ENTRIES SHOWN:
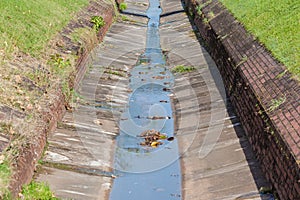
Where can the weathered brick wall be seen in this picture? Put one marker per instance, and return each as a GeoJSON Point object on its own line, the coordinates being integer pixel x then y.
{"type": "Point", "coordinates": [265, 96]}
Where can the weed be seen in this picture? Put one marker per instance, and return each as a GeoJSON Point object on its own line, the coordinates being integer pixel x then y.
{"type": "Point", "coordinates": [122, 6]}
{"type": "Point", "coordinates": [6, 128]}
{"type": "Point", "coordinates": [199, 11]}
{"type": "Point", "coordinates": [58, 63]}
{"type": "Point", "coordinates": [98, 22]}
{"type": "Point", "coordinates": [37, 190]}
{"type": "Point", "coordinates": [5, 173]}
{"type": "Point", "coordinates": [275, 23]}
{"type": "Point", "coordinates": [205, 20]}
{"type": "Point", "coordinates": [275, 103]}
{"type": "Point", "coordinates": [114, 73]}
{"type": "Point", "coordinates": [211, 14]}
{"type": "Point", "coordinates": [182, 69]}
{"type": "Point", "coordinates": [280, 75]}
{"type": "Point", "coordinates": [28, 25]}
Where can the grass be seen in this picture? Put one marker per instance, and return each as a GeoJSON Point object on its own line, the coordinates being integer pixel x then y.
{"type": "Point", "coordinates": [28, 25]}
{"type": "Point", "coordinates": [37, 190]}
{"type": "Point", "coordinates": [5, 173]}
{"type": "Point", "coordinates": [275, 23]}
{"type": "Point", "coordinates": [182, 69]}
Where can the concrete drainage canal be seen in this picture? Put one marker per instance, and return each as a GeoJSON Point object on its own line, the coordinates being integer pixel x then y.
{"type": "Point", "coordinates": [146, 159]}
{"type": "Point", "coordinates": [138, 132]}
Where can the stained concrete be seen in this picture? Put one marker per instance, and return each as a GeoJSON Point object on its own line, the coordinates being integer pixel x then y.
{"type": "Point", "coordinates": [216, 158]}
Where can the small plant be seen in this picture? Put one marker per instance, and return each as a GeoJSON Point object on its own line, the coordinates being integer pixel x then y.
{"type": "Point", "coordinates": [122, 6]}
{"type": "Point", "coordinates": [199, 11]}
{"type": "Point", "coordinates": [183, 69]}
{"type": "Point", "coordinates": [37, 190]}
{"type": "Point", "coordinates": [275, 103]}
{"type": "Point", "coordinates": [211, 14]}
{"type": "Point", "coordinates": [58, 63]}
{"type": "Point", "coordinates": [5, 173]}
{"type": "Point", "coordinates": [98, 22]}
{"type": "Point", "coordinates": [114, 73]}
{"type": "Point", "coordinates": [205, 20]}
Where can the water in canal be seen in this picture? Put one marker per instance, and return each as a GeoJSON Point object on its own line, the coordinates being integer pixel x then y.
{"type": "Point", "coordinates": [145, 172]}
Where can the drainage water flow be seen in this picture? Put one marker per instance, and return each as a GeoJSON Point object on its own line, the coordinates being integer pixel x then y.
{"type": "Point", "coordinates": [148, 171]}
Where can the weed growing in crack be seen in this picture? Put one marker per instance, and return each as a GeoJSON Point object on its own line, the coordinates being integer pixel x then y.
{"type": "Point", "coordinates": [122, 6]}
{"type": "Point", "coordinates": [275, 103]}
{"type": "Point", "coordinates": [98, 22]}
{"type": "Point", "coordinates": [58, 63]}
{"type": "Point", "coordinates": [37, 190]}
{"type": "Point", "coordinates": [182, 69]}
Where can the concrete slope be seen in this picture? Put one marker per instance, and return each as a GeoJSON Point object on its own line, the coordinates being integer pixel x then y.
{"type": "Point", "coordinates": [78, 161]}
{"type": "Point", "coordinates": [217, 161]}
{"type": "Point", "coordinates": [216, 158]}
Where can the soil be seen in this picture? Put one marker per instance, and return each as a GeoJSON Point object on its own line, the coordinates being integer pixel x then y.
{"type": "Point", "coordinates": [31, 107]}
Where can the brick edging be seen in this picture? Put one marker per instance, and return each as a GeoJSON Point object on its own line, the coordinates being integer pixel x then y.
{"type": "Point", "coordinates": [31, 152]}
{"type": "Point", "coordinates": [265, 96]}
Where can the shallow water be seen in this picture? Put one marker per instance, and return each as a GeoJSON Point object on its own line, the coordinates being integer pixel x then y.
{"type": "Point", "coordinates": [146, 172]}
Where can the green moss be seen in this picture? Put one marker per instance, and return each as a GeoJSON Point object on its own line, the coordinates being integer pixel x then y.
{"type": "Point", "coordinates": [182, 69]}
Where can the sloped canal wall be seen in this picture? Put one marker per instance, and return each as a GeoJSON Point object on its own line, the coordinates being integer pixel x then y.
{"type": "Point", "coordinates": [254, 80]}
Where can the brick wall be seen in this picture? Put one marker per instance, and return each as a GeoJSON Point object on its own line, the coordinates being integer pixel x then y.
{"type": "Point", "coordinates": [265, 96]}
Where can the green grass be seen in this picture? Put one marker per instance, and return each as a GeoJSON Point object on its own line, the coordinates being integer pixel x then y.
{"type": "Point", "coordinates": [37, 190]}
{"type": "Point", "coordinates": [5, 173]}
{"type": "Point", "coordinates": [275, 23]}
{"type": "Point", "coordinates": [123, 6]}
{"type": "Point", "coordinates": [28, 25]}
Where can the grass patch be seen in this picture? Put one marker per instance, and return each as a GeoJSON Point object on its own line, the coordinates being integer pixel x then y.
{"type": "Point", "coordinates": [123, 6]}
{"type": "Point", "coordinates": [5, 173]}
{"type": "Point", "coordinates": [28, 25]}
{"type": "Point", "coordinates": [98, 22]}
{"type": "Point", "coordinates": [275, 23]}
{"type": "Point", "coordinates": [182, 69]}
{"type": "Point", "coordinates": [37, 190]}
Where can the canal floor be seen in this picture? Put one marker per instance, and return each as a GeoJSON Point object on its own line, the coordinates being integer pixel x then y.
{"type": "Point", "coordinates": [212, 157]}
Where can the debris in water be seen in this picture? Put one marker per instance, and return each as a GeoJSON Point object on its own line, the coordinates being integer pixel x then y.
{"type": "Point", "coordinates": [152, 138]}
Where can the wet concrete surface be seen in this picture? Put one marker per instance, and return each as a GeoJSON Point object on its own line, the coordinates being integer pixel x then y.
{"type": "Point", "coordinates": [215, 156]}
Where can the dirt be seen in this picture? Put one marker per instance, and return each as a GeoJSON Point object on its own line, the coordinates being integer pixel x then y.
{"type": "Point", "coordinates": [33, 97]}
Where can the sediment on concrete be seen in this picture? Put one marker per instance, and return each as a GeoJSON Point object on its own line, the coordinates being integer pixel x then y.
{"type": "Point", "coordinates": [264, 94]}
{"type": "Point", "coordinates": [29, 154]}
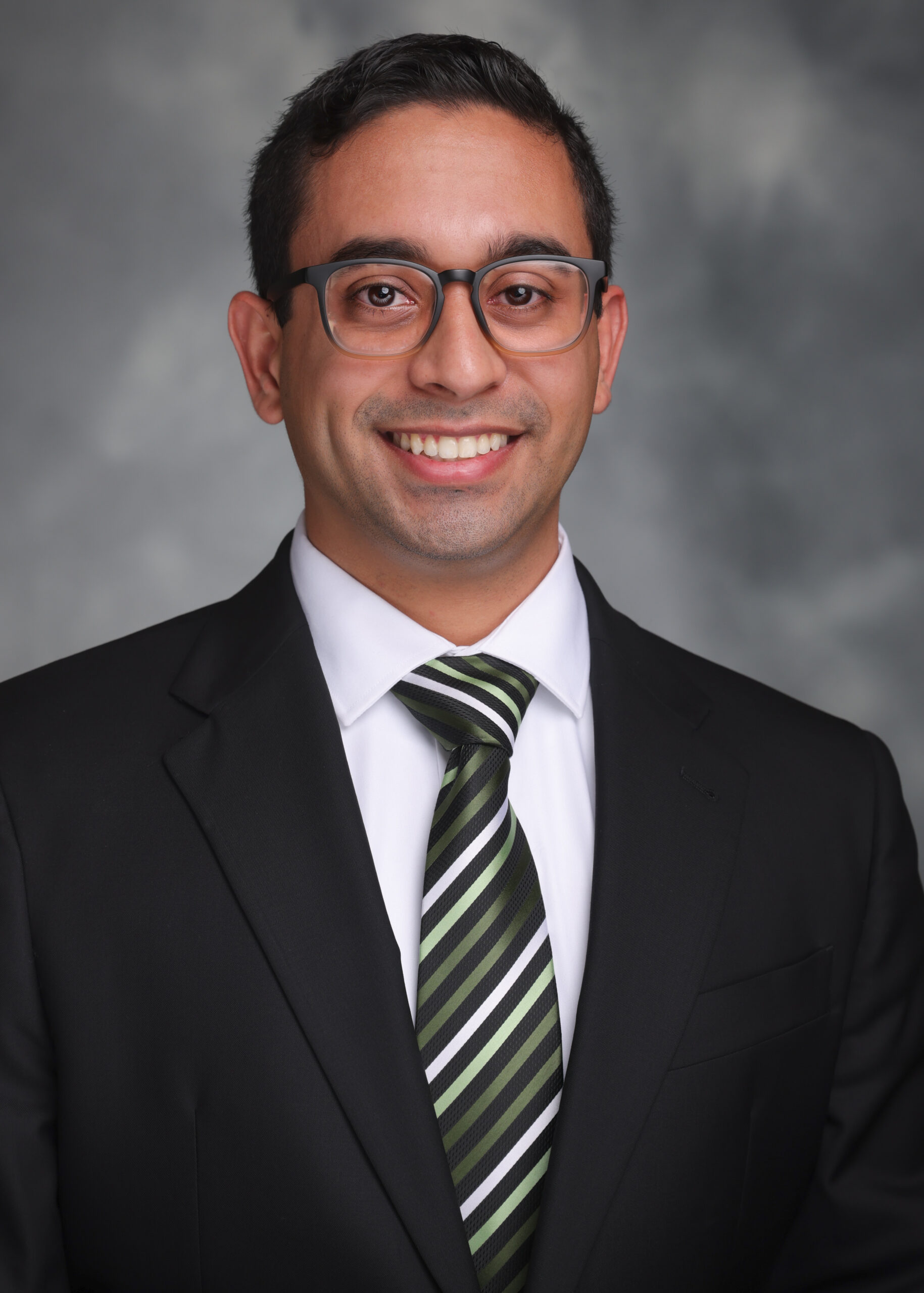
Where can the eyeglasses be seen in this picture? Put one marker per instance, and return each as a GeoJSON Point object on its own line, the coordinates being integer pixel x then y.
{"type": "Point", "coordinates": [382, 308]}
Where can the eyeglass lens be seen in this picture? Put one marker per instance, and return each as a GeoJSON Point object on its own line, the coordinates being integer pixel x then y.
{"type": "Point", "coordinates": [531, 307]}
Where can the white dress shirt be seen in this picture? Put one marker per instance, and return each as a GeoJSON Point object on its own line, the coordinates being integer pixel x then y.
{"type": "Point", "coordinates": [365, 645]}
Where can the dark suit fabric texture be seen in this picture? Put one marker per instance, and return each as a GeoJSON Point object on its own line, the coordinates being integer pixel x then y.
{"type": "Point", "coordinates": [209, 1074]}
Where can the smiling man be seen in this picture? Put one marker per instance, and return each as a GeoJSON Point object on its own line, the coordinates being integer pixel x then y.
{"type": "Point", "coordinates": [413, 921]}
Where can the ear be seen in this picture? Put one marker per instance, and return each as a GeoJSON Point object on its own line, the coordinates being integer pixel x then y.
{"type": "Point", "coordinates": [258, 339]}
{"type": "Point", "coordinates": [611, 334]}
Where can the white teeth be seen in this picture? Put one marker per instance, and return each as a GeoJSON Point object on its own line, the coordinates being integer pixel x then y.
{"type": "Point", "coordinates": [448, 446]}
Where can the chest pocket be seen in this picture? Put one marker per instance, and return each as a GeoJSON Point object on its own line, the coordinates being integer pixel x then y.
{"type": "Point", "coordinates": [755, 1010]}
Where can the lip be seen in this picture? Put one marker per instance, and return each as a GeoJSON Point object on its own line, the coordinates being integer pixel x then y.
{"type": "Point", "coordinates": [453, 471]}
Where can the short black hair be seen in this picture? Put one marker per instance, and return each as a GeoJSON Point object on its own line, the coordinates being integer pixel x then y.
{"type": "Point", "coordinates": [448, 72]}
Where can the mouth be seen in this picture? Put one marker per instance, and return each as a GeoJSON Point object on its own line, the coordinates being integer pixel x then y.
{"type": "Point", "coordinates": [448, 448]}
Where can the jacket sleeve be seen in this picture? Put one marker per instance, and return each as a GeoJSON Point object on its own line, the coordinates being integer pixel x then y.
{"type": "Point", "coordinates": [862, 1225]}
{"type": "Point", "coordinates": [31, 1247]}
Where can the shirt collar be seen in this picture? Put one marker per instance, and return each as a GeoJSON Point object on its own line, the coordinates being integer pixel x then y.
{"type": "Point", "coordinates": [365, 645]}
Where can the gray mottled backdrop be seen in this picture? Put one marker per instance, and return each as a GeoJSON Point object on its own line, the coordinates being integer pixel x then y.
{"type": "Point", "coordinates": [756, 490]}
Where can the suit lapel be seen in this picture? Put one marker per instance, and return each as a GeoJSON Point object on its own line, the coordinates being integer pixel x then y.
{"type": "Point", "coordinates": [668, 814]}
{"type": "Point", "coordinates": [268, 781]}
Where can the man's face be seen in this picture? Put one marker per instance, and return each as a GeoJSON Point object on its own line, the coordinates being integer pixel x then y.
{"type": "Point", "coordinates": [450, 190]}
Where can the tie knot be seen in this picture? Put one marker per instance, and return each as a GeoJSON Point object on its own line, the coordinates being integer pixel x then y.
{"type": "Point", "coordinates": [469, 700]}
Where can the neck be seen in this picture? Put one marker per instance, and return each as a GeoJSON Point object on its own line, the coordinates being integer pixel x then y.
{"type": "Point", "coordinates": [460, 601]}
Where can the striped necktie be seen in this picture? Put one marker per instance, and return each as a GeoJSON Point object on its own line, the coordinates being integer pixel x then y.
{"type": "Point", "coordinates": [487, 1005]}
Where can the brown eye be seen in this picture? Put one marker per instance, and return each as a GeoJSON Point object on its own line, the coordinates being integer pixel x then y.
{"type": "Point", "coordinates": [381, 294]}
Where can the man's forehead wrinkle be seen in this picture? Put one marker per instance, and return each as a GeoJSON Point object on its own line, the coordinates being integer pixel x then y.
{"type": "Point", "coordinates": [381, 248]}
{"type": "Point", "coordinates": [524, 245]}
{"type": "Point", "coordinates": [497, 248]}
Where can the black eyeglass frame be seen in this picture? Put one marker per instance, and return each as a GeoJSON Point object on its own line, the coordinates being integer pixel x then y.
{"type": "Point", "coordinates": [595, 272]}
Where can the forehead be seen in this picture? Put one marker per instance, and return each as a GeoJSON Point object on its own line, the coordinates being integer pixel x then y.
{"type": "Point", "coordinates": [452, 181]}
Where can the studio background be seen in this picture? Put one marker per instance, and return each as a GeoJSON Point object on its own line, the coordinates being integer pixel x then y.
{"type": "Point", "coordinates": [755, 492]}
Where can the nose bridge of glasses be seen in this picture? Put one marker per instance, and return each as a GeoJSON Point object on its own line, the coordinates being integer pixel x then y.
{"type": "Point", "coordinates": [457, 276]}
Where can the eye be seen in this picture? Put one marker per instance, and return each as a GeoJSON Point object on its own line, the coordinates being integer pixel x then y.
{"type": "Point", "coordinates": [519, 295]}
{"type": "Point", "coordinates": [382, 295]}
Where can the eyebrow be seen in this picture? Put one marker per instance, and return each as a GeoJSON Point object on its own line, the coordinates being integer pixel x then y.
{"type": "Point", "coordinates": [400, 248]}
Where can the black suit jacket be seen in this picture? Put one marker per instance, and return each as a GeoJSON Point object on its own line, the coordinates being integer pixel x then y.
{"type": "Point", "coordinates": [209, 1074]}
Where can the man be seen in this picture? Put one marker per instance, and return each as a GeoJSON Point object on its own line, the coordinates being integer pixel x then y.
{"type": "Point", "coordinates": [413, 920]}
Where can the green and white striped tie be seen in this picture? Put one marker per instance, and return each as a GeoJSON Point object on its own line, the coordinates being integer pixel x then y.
{"type": "Point", "coordinates": [487, 1005]}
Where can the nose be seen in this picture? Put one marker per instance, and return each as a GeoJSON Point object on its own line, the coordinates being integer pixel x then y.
{"type": "Point", "coordinates": [459, 360]}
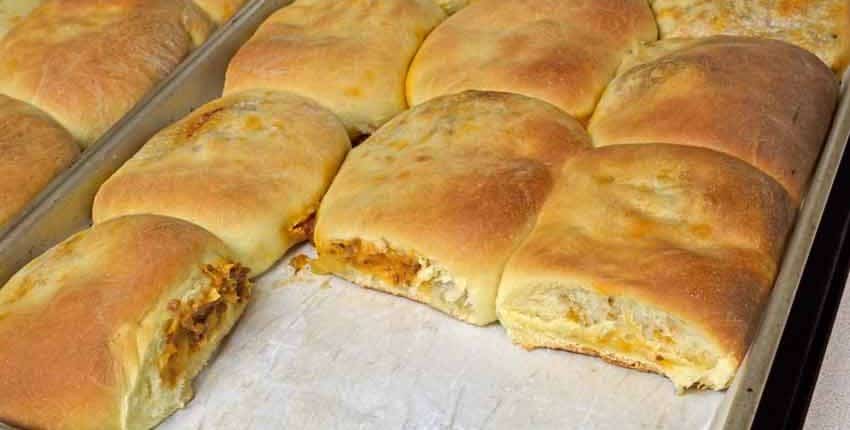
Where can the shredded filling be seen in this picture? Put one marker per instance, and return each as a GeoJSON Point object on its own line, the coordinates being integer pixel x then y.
{"type": "Point", "coordinates": [388, 265]}
{"type": "Point", "coordinates": [194, 319]}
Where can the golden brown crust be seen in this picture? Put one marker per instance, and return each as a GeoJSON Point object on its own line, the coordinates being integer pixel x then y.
{"type": "Point", "coordinates": [692, 232]}
{"type": "Point", "coordinates": [220, 10]}
{"type": "Point", "coordinates": [61, 365]}
{"type": "Point", "coordinates": [351, 57]}
{"type": "Point", "coordinates": [819, 26]}
{"type": "Point", "coordinates": [250, 167]}
{"type": "Point", "coordinates": [452, 6]}
{"type": "Point", "coordinates": [457, 180]}
{"type": "Point", "coordinates": [560, 51]}
{"type": "Point", "coordinates": [86, 64]}
{"type": "Point", "coordinates": [13, 11]}
{"type": "Point", "coordinates": [766, 102]}
{"type": "Point", "coordinates": [34, 150]}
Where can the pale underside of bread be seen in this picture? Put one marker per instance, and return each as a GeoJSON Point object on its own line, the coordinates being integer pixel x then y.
{"type": "Point", "coordinates": [107, 329]}
{"type": "Point", "coordinates": [153, 393]}
{"type": "Point", "coordinates": [619, 330]}
{"type": "Point", "coordinates": [380, 266]}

TASK DIRECTIONS:
Return, word for word, each line from the line that contains "Where can the golden" to the end of the listing above; include both end lines and nothing else.

SOLUTION:
Where can the golden brown crust be seen in this picture? Put one marker per instance, and return each as a GeoJSON Point object on its own line, the coordinates being integer pixel x then y.
{"type": "Point", "coordinates": [692, 232]}
{"type": "Point", "coordinates": [220, 10]}
{"type": "Point", "coordinates": [61, 365]}
{"type": "Point", "coordinates": [351, 57]}
{"type": "Point", "coordinates": [819, 26]}
{"type": "Point", "coordinates": [250, 167]}
{"type": "Point", "coordinates": [452, 6]}
{"type": "Point", "coordinates": [457, 180]}
{"type": "Point", "coordinates": [560, 51]}
{"type": "Point", "coordinates": [86, 64]}
{"type": "Point", "coordinates": [13, 11]}
{"type": "Point", "coordinates": [766, 102]}
{"type": "Point", "coordinates": [34, 150]}
Where can the pale underside of bread be seen in this picture? Put one marker per instance, and return each as a GeoJSON Point object on its own line, the coordinates being integer pixel x then y.
{"type": "Point", "coordinates": [107, 329]}
{"type": "Point", "coordinates": [153, 393]}
{"type": "Point", "coordinates": [619, 330]}
{"type": "Point", "coordinates": [380, 266]}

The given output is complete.